Stored items:
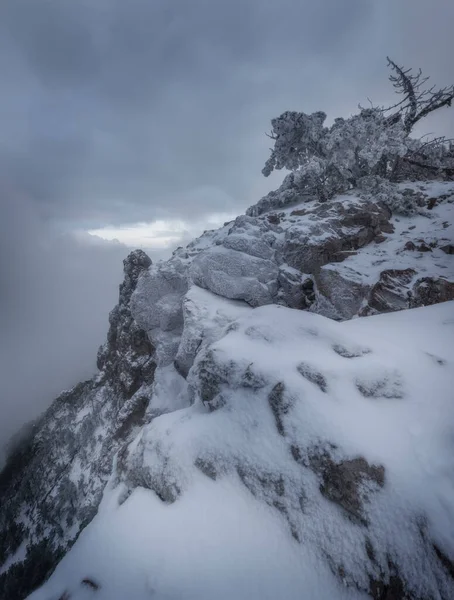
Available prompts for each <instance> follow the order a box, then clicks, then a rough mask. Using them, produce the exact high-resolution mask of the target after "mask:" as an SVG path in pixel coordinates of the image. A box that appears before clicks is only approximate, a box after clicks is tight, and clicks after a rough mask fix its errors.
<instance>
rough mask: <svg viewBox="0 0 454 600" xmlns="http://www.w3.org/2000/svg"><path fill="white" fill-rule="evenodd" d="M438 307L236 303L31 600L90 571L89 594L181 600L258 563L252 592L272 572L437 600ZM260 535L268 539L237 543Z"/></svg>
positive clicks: (442, 361) (60, 586) (450, 456)
mask: <svg viewBox="0 0 454 600" xmlns="http://www.w3.org/2000/svg"><path fill="white" fill-rule="evenodd" d="M194 300H195V298H194V297H193V301H194ZM216 300H217V299H216V297H215V296H211V297H210V304H211V308H210V310H211V311H212V312H211V314H215V310H214V306H213V305H214V304H215V303H216ZM220 302H221V303H222V302H223V301H222V299H220ZM453 310H454V303H449V302H447V303H444V304H440V305H438V306H432V307H427V308H422V309H416V310H408V311H405V312H404V313H399V314H388V315H378V316H375V317H369V318H365V319H355V320H352V321H344V322H341V323H336V322H333V321H331V320H329V319H326V318H324V317H322V316H320V315H315V314H312V313H310V312H307V311H295V310H291V309H287V308H284V307H281V306H263V307H259V308H257V309H251V308H248V307H246V308H245V311H244V312H243V314H242V315H241V316H239V317H238V318H237V319H236V320H235V321H233V322H232V323H230V325H228V326H227V327H225V328H224V329H223V331H222V333H220V334H219V333H218V334H217V335H216V338H217V339H215V340H214V341H213V342H211V343H206V344H204V345H203V349H201V351H200V352H199V353H198V354H197V356H196V358H195V362H194V365H193V366H192V368H191V369H190V372H189V375H188V380H189V382H190V385H191V386H193V388H194V390H195V403H194V404H193V405H192V406H190V407H187V408H183V409H182V410H179V411H174V412H172V413H168V414H163V415H161V416H157V417H156V418H154V419H153V420H152V421H151V422H150V423H149V424H148V425H146V426H145V427H143V428H142V430H141V433H140V435H139V436H138V437H137V438H136V440H135V441H134V442H133V443H132V444H130V445H129V447H128V449H127V451H126V452H125V453H124V455H122V457H121V460H119V461H118V463H117V479H116V481H115V485H114V487H112V489H109V490H108V491H107V492H106V497H105V502H104V503H103V506H101V509H100V512H99V514H98V516H97V517H96V519H95V520H94V521H93V522H92V523H91V524H90V525H89V526H88V527H87V529H86V531H85V532H84V533H83V534H82V535H81V536H80V537H79V540H78V541H77V543H76V544H75V546H74V547H73V549H72V550H71V551H70V552H69V554H68V555H67V556H66V557H65V559H64V560H63V561H62V563H61V564H60V565H59V567H58V568H57V569H56V571H55V573H54V575H53V576H52V577H51V578H50V580H49V582H48V583H47V584H46V585H45V586H44V588H43V589H42V590H39V591H38V592H36V594H34V595H33V596H32V600H42V599H46V598H47V597H53V596H52V595H55V597H58V595H59V594H62V593H63V591H64V590H68V591H69V592H70V593H71V596H72V597H73V598H74V599H75V600H79V598H82V597H83V596H82V595H81V592H80V591H79V587H78V586H79V585H80V584H79V582H80V581H81V579H82V578H83V577H85V576H87V572H88V571H89V573H90V576H92V577H93V578H94V579H95V580H96V581H97V582H99V584H100V588H99V590H98V591H97V594H98V595H100V598H101V600H104V599H107V598H110V599H114V600H116V599H117V598H118V599H119V598H121V597H124V594H125V593H129V595H130V597H134V598H137V600H142V599H143V600H145V598H146V597H147V595H146V594H148V591H146V585H145V582H146V580H145V579H144V578H146V576H147V574H148V576H149V577H152V576H154V588H153V589H154V590H155V593H156V596H157V597H166V596H167V597H169V596H170V597H175V598H178V597H184V596H185V593H186V592H188V589H189V588H188V586H192V587H191V588H190V590H191V594H192V596H189V597H194V598H205V597H207V598H208V597H219V594H221V592H222V590H223V589H225V585H227V583H226V582H227V579H225V578H226V577H228V580H229V581H233V582H235V584H234V585H236V586H237V587H236V588H235V594H234V597H236V598H248V597H251V596H250V593H251V589H253V590H255V589H256V587H254V586H257V585H258V584H257V582H258V581H261V579H260V577H259V576H258V573H260V574H261V576H264V573H270V579H269V581H268V580H267V585H266V589H263V590H262V589H260V595H259V596H258V597H260V598H261V599H263V598H266V599H269V600H271V599H272V598H275V597H277V595H278V594H279V590H280V591H281V592H282V591H283V588H282V585H283V584H282V582H281V580H280V579H279V573H281V572H282V569H284V571H285V573H284V575H285V577H284V580H285V581H286V584H284V585H287V587H285V588H284V589H285V595H284V596H283V597H285V598H286V599H288V600H298V599H300V598H308V599H309V598H323V599H324V600H325V599H326V600H328V599H331V598H345V599H347V598H349V599H351V600H353V599H355V600H359V599H360V598H365V597H370V598H374V599H377V600H378V599H383V598H392V597H397V598H409V599H411V600H423V599H426V598H440V599H441V600H450V598H452V597H453V594H454V578H453V570H452V558H451V557H452V556H453V555H454V545H453V540H452V536H450V531H451V530H452V526H453V524H454V502H453V500H452V498H453V497H454V496H453V489H452V484H451V483H450V480H449V478H447V477H446V473H450V472H451V471H452V469H453V468H454V463H453V453H452V443H451V441H450V440H452V435H453V432H454V422H453V419H452V411H451V410H450V406H451V395H452V394H451V389H452V385H453V384H454V379H453V378H454V371H453V368H452V364H451V359H450V357H451V356H452V331H451V330H450V329H451V326H450V325H449V324H450V323H451V325H452V323H453V322H454V320H453ZM396 317H397V318H396ZM366 340H367V346H365V344H364V342H365V341H366ZM428 352H429V353H430V354H432V355H434V356H438V357H439V360H440V361H442V362H437V360H433V359H431V357H430V356H428V354H427V353H428ZM115 486H116V487H115ZM213 494H214V495H213ZM216 494H217V495H216ZM239 499H241V508H239V505H238V504H236V503H237V502H238V501H239ZM119 504H120V505H119ZM441 506H442V507H443V510H440V507H441ZM229 507H234V508H232V510H233V512H234V514H235V518H236V519H238V518H241V515H244V516H245V519H244V520H242V521H241V525H238V521H232V520H230V518H229V517H228V513H227V512H226V511H228V508H229ZM252 515H258V516H257V518H258V519H259V522H258V523H257V529H254V526H253V525H252V523H255V521H253V516H252ZM194 519H195V520H196V524H195V525H194V527H193V526H192V525H193V523H194ZM161 523H165V525H162V526H160V524H161ZM235 523H237V525H236V526H235ZM217 524H222V527H220V528H219V529H213V528H216V527H217ZM235 527H236V529H235ZM187 528H190V531H189V533H188V535H186V534H187ZM275 528H277V529H275ZM232 531H241V535H240V537H236V534H235V535H232ZM259 531H261V532H264V534H266V532H273V533H272V534H271V533H270V538H269V541H268V542H267V543H265V542H264V541H261V542H260V543H259V544H258V545H256V546H252V547H249V546H248V545H247V543H248V542H247V541H246V540H251V539H256V538H255V536H256V535H257V532H259ZM277 531H279V532H280V533H279V534H278V533H277ZM243 534H244V535H243ZM112 536H113V537H112ZM117 536H121V537H120V539H121V542H122V543H121V544H116V545H115V544H114V545H112V539H116V538H117ZM260 539H261V538H260ZM190 540H193V544H192V545H191V546H190V551H189V552H188V544H190ZM273 540H274V542H273ZM276 545H278V549H279V551H278V552H276ZM124 546H126V548H127V555H128V560H124V556H125V554H124ZM270 546H272V548H273V550H274V556H275V558H274V561H275V562H274V563H272V562H271V563H270V560H271V556H269V555H268V554H267V552H268V549H269V548H270ZM207 547H209V548H210V552H208V553H207V552H206V548H207ZM107 548H109V556H110V559H109V560H107V561H106V560H101V559H100V558H99V557H100V556H103V554H104V551H107ZM182 548H183V549H184V553H182V554H181V555H180V554H178V555H177V553H178V552H179V549H182ZM282 554H284V555H285V556H286V560H285V562H284V563H282V565H281V564H280V563H278V564H279V565H280V566H279V569H276V568H274V567H275V566H276V561H279V557H280V556H281V555H282ZM245 555H246V556H247V557H248V561H247V572H243V570H242V568H243V565H244V558H243V557H244V556H245ZM257 555H260V561H261V563H260V564H261V567H260V568H259V570H258V571H257V570H255V568H254V569H251V566H250V565H251V562H250V561H253V560H254V559H255V557H257ZM227 556H230V557H231V560H229V562H228V569H220V570H219V569H218V570H215V571H216V581H214V580H213V582H212V583H210V584H207V581H206V577H204V574H205V575H206V573H207V572H210V570H211V569H213V568H214V566H215V565H218V566H219V564H222V565H224V564H225V560H227ZM236 557H240V558H236ZM211 560H213V562H210V561H211ZM308 561H309V562H308ZM162 564H165V565H166V577H165V578H161V579H159V578H158V577H157V576H156V573H159V572H160V571H159V568H160V566H162ZM269 564H273V569H269ZM263 565H266V568H264V566H263ZM293 566H294V567H295V568H293ZM186 570H187V572H188V573H190V578H189V579H185V578H184V576H183V574H184V573H185V572H186ZM224 572H225V575H224ZM301 572H302V573H301ZM240 575H241V576H240ZM126 585H127V586H128V587H126ZM207 585H209V586H210V587H209V590H207ZM278 586H280V587H278ZM227 589H228V592H229V594H231V593H232V588H231V587H228V588H227ZM126 590H127V592H126ZM122 594H123V595H122ZM207 594H208V595H207ZM393 594H394V596H393ZM220 597H223V596H222V595H221V596H220ZM225 597H226V598H228V597H229V596H225ZM252 597H257V596H252Z"/></svg>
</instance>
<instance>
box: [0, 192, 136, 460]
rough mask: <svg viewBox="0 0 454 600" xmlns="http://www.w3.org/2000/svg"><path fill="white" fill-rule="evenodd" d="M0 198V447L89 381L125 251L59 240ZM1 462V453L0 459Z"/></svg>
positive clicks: (33, 208)
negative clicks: (74, 391) (71, 386)
mask: <svg viewBox="0 0 454 600" xmlns="http://www.w3.org/2000/svg"><path fill="white" fill-rule="evenodd" d="M12 200H13V198H12V197H11V196H10V195H9V194H8V193H7V192H3V198H2V202H1V207H0V208H1V211H2V212H1V214H2V218H1V220H0V274H1V286H0V332H1V337H0V386H1V387H0V413H1V419H0V444H1V445H2V446H3V445H4V443H5V442H6V441H7V440H8V438H9V437H10V436H11V435H12V434H13V433H14V431H15V430H16V429H17V428H19V427H20V426H21V425H22V424H23V423H24V422H26V421H28V420H30V419H33V418H35V417H36V416H38V415H39V414H40V413H41V412H42V411H43V410H44V409H45V408H47V407H48V406H49V405H50V403H51V401H52V399H53V398H54V397H56V396H57V395H58V394H59V392H60V391H61V390H62V389H66V388H68V387H71V386H72V385H74V384H75V383H77V382H78V381H80V380H82V379H84V378H88V377H90V376H91V375H92V374H93V372H94V371H95V369H96V352H97V348H98V346H99V345H100V344H101V343H102V342H103V340H104V337H105V334H106V332H107V327H108V313H109V310H111V309H112V308H113V306H114V304H115V303H116V301H117V295H118V285H119V283H120V281H121V278H122V260H123V258H124V257H125V256H126V255H127V253H128V248H127V247H126V246H124V245H122V244H119V243H118V242H106V241H104V240H100V239H99V238H96V237H93V236H89V235H88V234H85V235H79V236H76V235H74V234H66V235H63V234H61V233H57V232H54V231H52V229H51V227H50V226H49V225H48V224H47V223H46V222H44V221H42V220H41V219H40V218H39V216H38V215H37V214H36V212H35V211H34V208H33V204H32V203H30V202H26V201H24V200H20V199H18V198H14V201H12ZM0 460H1V454H0Z"/></svg>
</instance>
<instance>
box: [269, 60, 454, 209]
mask: <svg viewBox="0 0 454 600" xmlns="http://www.w3.org/2000/svg"><path fill="white" fill-rule="evenodd" d="M388 66H389V67H390V68H391V75H390V77H389V79H390V81H391V83H392V85H393V86H394V88H395V90H396V92H397V93H398V94H399V96H401V98H400V100H399V101H398V102H397V103H396V104H394V105H393V106H390V107H387V108H384V107H373V106H372V107H371V108H362V107H360V112H359V113H358V114H356V115H353V116H352V117H349V118H348V119H343V118H337V119H336V120H335V121H334V124H333V125H332V126H331V127H326V126H325V120H326V114H325V113H324V112H320V111H319V112H315V113H312V114H306V113H303V112H292V111H287V112H285V113H283V114H282V115H281V116H280V117H278V118H276V119H273V120H272V121H271V124H272V131H271V134H269V137H270V138H271V139H272V140H273V141H274V147H273V148H272V149H271V156H270V158H269V159H268V160H267V162H266V164H265V167H264V168H263V170H262V173H263V174H264V175H265V176H268V175H269V174H270V173H271V172H272V171H273V170H275V169H288V170H289V171H291V172H292V177H291V180H289V179H287V183H286V186H287V187H286V189H287V190H288V189H289V188H290V187H291V188H292V189H297V190H298V194H299V196H300V197H301V195H304V194H307V195H308V196H309V197H314V196H316V197H318V198H319V199H320V200H327V199H329V198H331V197H332V196H334V195H335V194H337V193H340V192H345V191H347V190H348V189H350V188H352V187H355V186H357V185H359V183H360V181H361V180H363V179H364V178H367V177H371V176H374V177H376V178H381V179H384V180H395V179H397V178H398V177H399V173H400V171H401V170H404V165H405V164H406V163H407V164H408V165H413V166H414V167H418V168H419V169H422V170H426V171H432V172H433V171H435V172H437V173H438V172H440V170H442V171H444V172H445V174H447V175H448V176H449V175H451V174H453V175H454V168H453V167H454V162H453V158H454V151H453V146H452V144H451V143H450V141H449V140H446V139H445V138H434V139H432V140H426V141H422V140H417V139H414V138H412V137H411V135H410V134H411V132H412V130H413V127H414V126H415V125H416V123H418V122H419V121H421V119H423V118H424V117H427V116H428V115H429V114H431V113H432V112H434V111H436V110H438V109H440V108H443V107H448V106H451V103H452V100H453V98H454V86H449V87H444V88H440V89H437V88H436V87H435V86H431V87H428V85H427V82H428V77H424V76H423V74H422V72H421V71H420V70H419V71H418V72H417V73H415V74H414V73H413V72H412V70H411V69H405V68H403V67H401V66H399V65H397V64H396V63H395V62H394V61H392V60H391V59H389V58H388ZM289 182H290V184H291V185H290V186H289Z"/></svg>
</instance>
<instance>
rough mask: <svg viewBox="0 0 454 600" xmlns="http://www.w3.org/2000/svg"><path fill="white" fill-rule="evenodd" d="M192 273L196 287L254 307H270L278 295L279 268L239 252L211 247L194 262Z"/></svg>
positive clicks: (190, 274) (192, 277)
mask: <svg viewBox="0 0 454 600" xmlns="http://www.w3.org/2000/svg"><path fill="white" fill-rule="evenodd" d="M189 273H190V277H191V280H192V281H193V283H195V284H196V285H198V286H200V287H202V288H205V289H207V290H209V291H211V292H213V293H215V294H218V295H219V296H223V297H224V298H231V299H233V300H244V301H245V302H247V303H248V304H250V305H251V306H261V305H263V304H271V303H272V302H273V299H274V298H275V296H276V292H277V277H278V268H277V265H276V264H275V263H274V262H271V261H270V260H266V259H263V258H257V257H255V256H251V255H250V254H244V253H243V252H239V251H237V250H230V249H227V248H220V247H215V248H211V249H210V250H208V251H206V252H204V253H201V254H199V255H198V256H197V257H196V258H195V259H194V261H193V262H192V264H191V267H190V271H189Z"/></svg>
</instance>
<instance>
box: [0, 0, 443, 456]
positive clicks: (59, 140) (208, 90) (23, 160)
mask: <svg viewBox="0 0 454 600" xmlns="http://www.w3.org/2000/svg"><path fill="white" fill-rule="evenodd" d="M453 17H454V4H453V3H449V2H446V0H433V2H430V3H429V2H423V1H422V0H402V1H400V2H395V0H383V1H382V2H372V1H365V0H346V1H345V2H339V0H323V2H315V1H312V2H310V1H306V2H297V1H296V0H282V1H281V2H279V3H277V2H265V1H262V0H232V1H230V2H207V1H206V0H194V2H185V1H182V0H171V1H169V0H154V1H153V2H149V1H148V2H146V1H144V0H131V1H130V2H127V3H126V2H122V1H120V0H109V1H102V0H99V1H97V2H88V1H87V2H85V1H84V2H75V1H73V0H68V1H64V2H63V1H61V2H60V1H49V2H37V1H36V0H20V1H19V0H2V1H1V2H0V68H1V70H2V75H3V77H2V94H1V95H0V113H1V114H2V117H3V119H2V130H1V136H0V447H1V446H2V445H3V444H4V442H5V440H6V439H7V438H8V437H9V436H10V435H11V434H12V433H13V432H14V431H15V430H16V429H17V428H18V427H20V426H21V425H22V424H23V423H25V422H27V421H29V420H30V419H32V418H34V417H36V416H37V415H38V414H39V413H40V412H42V410H44V409H45V408H46V407H47V406H48V405H49V404H50V402H51V401H52V399H53V398H54V397H55V396H57V395H58V393H59V392H60V391H61V390H62V389H63V388H69V387H71V386H72V385H73V384H74V383H77V382H78V381H80V380H81V379H84V378H87V377H89V376H90V375H91V374H92V373H93V371H94V370H95V358H96V352H97V347H98V346H99V344H100V343H102V342H103V340H104V336H105V334H106V331H107V326H108V320H107V319H108V312H109V310H110V309H111V308H112V307H113V306H114V304H115V303H116V299H117V291H118V285H119V283H120V281H121V279H122V260H123V258H124V257H125V255H126V254H127V252H128V248H127V247H126V246H124V245H122V244H120V243H118V242H107V241H103V240H101V239H100V238H97V237H93V236H92V237H90V236H89V235H88V234H87V233H85V234H80V233H77V232H81V231H85V232H87V231H99V232H102V231H104V230H107V231H110V230H115V228H124V227H126V226H131V228H136V229H137V224H150V223H151V224H154V225H155V226H156V224H157V223H159V222H160V221H163V222H165V223H167V224H168V225H169V231H164V232H163V231H158V233H156V231H154V233H153V234H150V237H153V236H154V237H156V236H157V237H159V235H160V236H161V237H163V236H167V237H170V238H172V236H174V233H175V228H177V229H178V232H177V237H179V239H180V241H179V243H180V244H181V243H182V241H183V240H184V241H188V240H189V239H191V238H192V237H193V234H195V233H198V232H199V231H198V230H199V229H201V228H204V227H202V224H203V223H206V224H207V227H206V228H209V227H210V226H211V227H213V226H214V223H210V218H212V217H213V215H214V217H216V218H217V219H219V218H220V216H222V214H226V213H228V214H229V215H233V214H239V213H241V212H242V211H244V209H245V208H246V207H247V206H248V205H250V204H253V203H255V202H257V200H258V199H259V198H260V197H261V196H262V195H263V194H265V193H266V192H267V191H269V190H270V189H273V188H275V187H277V185H276V180H270V179H267V180H265V179H264V178H263V177H262V175H261V173H260V170H261V168H262V166H263V164H264V162H265V160H266V159H267V157H268V155H269V146H270V143H269V142H270V140H269V139H268V138H267V137H266V136H265V131H269V129H270V119H271V118H273V117H277V116H278V115H279V114H280V113H281V112H283V111H285V110H304V111H305V112H312V111H315V110H324V111H326V112H327V113H328V121H330V120H332V119H333V118H334V117H337V116H344V117H348V116H349V115H350V114H351V113H352V112H355V111H356V110H357V105H358V102H360V103H362V104H363V105H366V104H367V102H368V100H367V98H368V97H370V98H371V99H372V100H373V102H374V103H375V104H377V105H380V104H386V105H388V104H389V103H393V102H394V100H395V95H394V93H393V89H392V87H391V86H390V84H389V82H388V79H387V77H388V71H387V68H386V55H390V56H391V57H392V58H393V59H394V60H395V61H397V62H398V63H401V64H403V65H405V66H412V67H415V68H418V67H421V68H422V69H423V70H424V72H425V74H427V75H430V76H431V82H432V83H434V84H436V85H438V86H443V85H448V84H450V83H452V82H453V81H454V66H453V61H452V55H453V39H454V38H453V36H452V22H453ZM453 114H454V112H453V111H448V110H446V111H439V114H438V113H437V115H436V117H435V118H434V119H432V120H429V119H428V120H427V122H425V123H424V129H423V130H421V131H417V132H416V133H417V134H418V135H419V134H420V135H422V134H423V133H433V134H445V135H447V136H448V137H449V136H452V135H454V120H453ZM281 175H283V174H282V173H281ZM210 215H211V217H210ZM214 217H213V218H214ZM180 221H181V222H183V223H184V226H181V227H180V226H179V225H178V223H179V222H180ZM177 225H178V226H177ZM164 229H165V228H164ZM183 229H184V230H183ZM127 233H128V232H126V233H125V230H124V229H123V236H125V235H127ZM136 234H137V231H134V235H136ZM147 235H148V234H147ZM122 239H123V241H125V243H128V244H129V243H130V240H129V239H127V238H125V237H123V238H122ZM172 239H173V238H172ZM155 241H156V240H155ZM131 243H132V242H131ZM138 243H140V242H138ZM150 245H152V244H150ZM172 245H173V242H172ZM174 245H175V246H176V245H179V244H178V243H175V244H174ZM169 249H170V248H169Z"/></svg>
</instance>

__WORK INSTRUCTIONS__.
Output, line for line and exactly, the records above from their first line through the one with "307L236 303L31 600L90", both ends included, but no pictures.

__OUTPUT FOR THIS EXERCISE__.
Available prompts for each <instance> follow the order a box, then clicks, then a rough mask. Using them, produce the exact high-resolution mask of the target after "mask:" as an SVG path in pixel coordinates of the image. A box that appears before clicks is only approximate, a box after clicks is tight, and clicks after a rough mask fix its errors.
<instance>
rough mask: <svg viewBox="0 0 454 600" xmlns="http://www.w3.org/2000/svg"><path fill="white" fill-rule="evenodd" d="M438 307L236 303L31 600L90 571L89 594L181 600L258 563L252 592L272 572L437 600ZM260 535L268 539L237 543Z"/></svg>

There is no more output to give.